ARTICLE —
** Begin **
I’ve been to New York City four times in the last year, most recently last weekend. Having finally ticked off most of the major exhibition spaces, this time I visited some of the smaller Chelsea galleries, and this was the best discovery.
As Liz Danzico quoted earlier today,
Wilson Alwyn Bentley, a farmer who would live all his life in the small town of Jericho in Vermont, gave the world its first ever photograph of a snowflake.
Obata takes that as a starting point, but goes further. As the Danziger gallery’s biographical notes say,
Like Bentley, Obata was obsessed with the challenge of doing something no one had done before – in his case photographing snowflakes in freefall rather than on a flat surface without digital or any other manipulation. It took Obata five years to achieve but his breakthrough resulted in the capture of pictures that allow the snowflakes to relate to each other in space and size, creating dynamic compositions and scenes. Obata chose the location to shoot the series, in the mountains of Hokkaidō, based on its history as the place where Dr. Ukichiro Nakaya did research that led to his invention of artificial snow.
** End **
GIVEN ENTRIES —
** Begin **
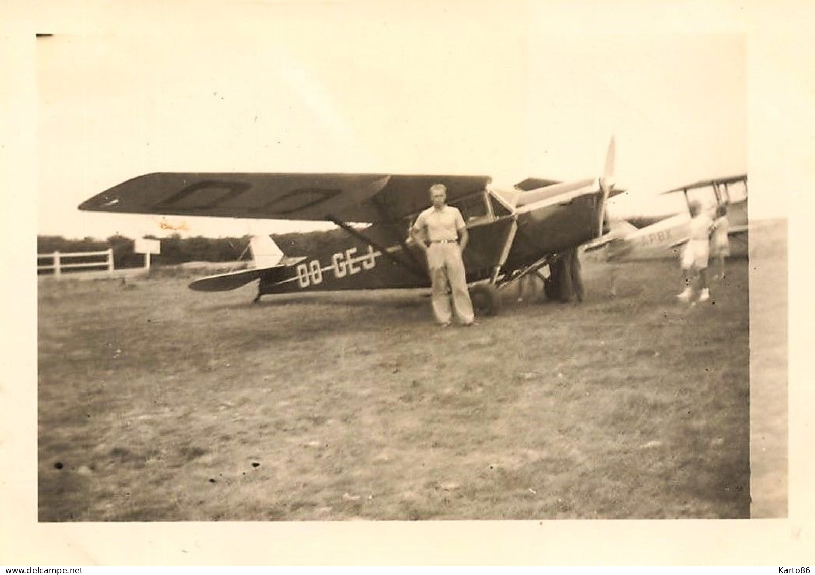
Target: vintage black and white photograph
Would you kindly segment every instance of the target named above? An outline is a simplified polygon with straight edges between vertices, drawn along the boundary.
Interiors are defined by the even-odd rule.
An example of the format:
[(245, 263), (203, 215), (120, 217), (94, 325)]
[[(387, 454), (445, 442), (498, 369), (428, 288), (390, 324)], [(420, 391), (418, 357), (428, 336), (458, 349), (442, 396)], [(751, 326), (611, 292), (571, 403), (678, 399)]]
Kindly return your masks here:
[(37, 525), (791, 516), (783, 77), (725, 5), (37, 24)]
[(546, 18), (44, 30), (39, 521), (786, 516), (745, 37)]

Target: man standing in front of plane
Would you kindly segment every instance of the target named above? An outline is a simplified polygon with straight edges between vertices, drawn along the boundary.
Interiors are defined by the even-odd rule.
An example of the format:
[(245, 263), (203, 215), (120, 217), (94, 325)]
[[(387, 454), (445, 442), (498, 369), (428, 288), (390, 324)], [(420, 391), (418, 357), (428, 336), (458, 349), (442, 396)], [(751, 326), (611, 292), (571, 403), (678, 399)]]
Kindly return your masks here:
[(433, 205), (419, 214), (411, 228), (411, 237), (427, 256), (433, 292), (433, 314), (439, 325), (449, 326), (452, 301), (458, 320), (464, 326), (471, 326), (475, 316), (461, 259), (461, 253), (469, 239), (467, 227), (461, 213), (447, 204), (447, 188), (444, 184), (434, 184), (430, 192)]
** End **
** Begin **
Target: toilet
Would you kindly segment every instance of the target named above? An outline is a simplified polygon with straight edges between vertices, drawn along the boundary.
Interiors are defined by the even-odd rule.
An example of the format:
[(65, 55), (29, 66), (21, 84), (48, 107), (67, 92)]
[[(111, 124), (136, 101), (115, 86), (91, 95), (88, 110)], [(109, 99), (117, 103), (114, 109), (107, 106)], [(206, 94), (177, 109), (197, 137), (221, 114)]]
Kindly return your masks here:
** End **
TASK BRIEF —
Answer these from the article on snowflake photography:
1. In which town did Wilson Alwyn Bentley live all his life?
2. How many years did it take Obata to achieve his breakthrough?
3. In what location did Obata shoot the series?

TASK RESPONSE —
1. Jericho, Vermont
2. Five years
3. The mountains of Hokkaidō